_Work required_:
If an entry contains a picture, leave the picture out and reproduce everything else in the records below exactly.
- - -
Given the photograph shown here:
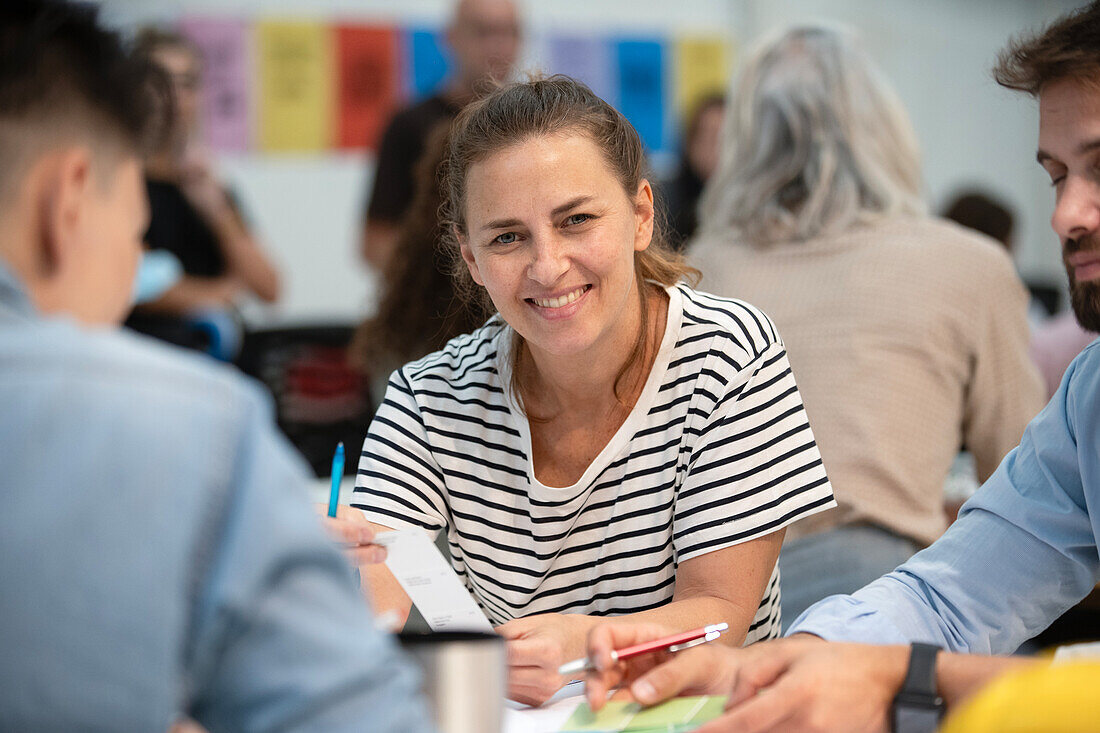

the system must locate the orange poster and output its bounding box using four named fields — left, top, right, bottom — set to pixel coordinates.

left=337, top=25, right=402, bottom=151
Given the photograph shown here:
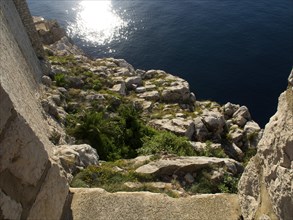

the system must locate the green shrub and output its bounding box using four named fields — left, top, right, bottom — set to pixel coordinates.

left=66, top=104, right=155, bottom=161
left=138, top=131, right=196, bottom=156
left=218, top=173, right=239, bottom=193
left=54, top=73, right=67, bottom=87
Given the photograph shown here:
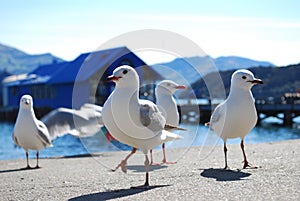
- - -
_Answer space_:
Given the photograph shown here:

the system must locate the orange poster and output its bounding box using four named fields — left, top, right, bottom — set to pixel coordinates.

left=337, top=25, right=402, bottom=151
Given the photograph shown here:

the system must locate the green shrub and output its bounding box using four named fields — left, top, right, bottom — set to pixel coordinates.

left=66, top=104, right=155, bottom=161
left=138, top=131, right=196, bottom=156
left=218, top=173, right=239, bottom=193
left=54, top=73, right=67, bottom=87
Given the photograph shown here:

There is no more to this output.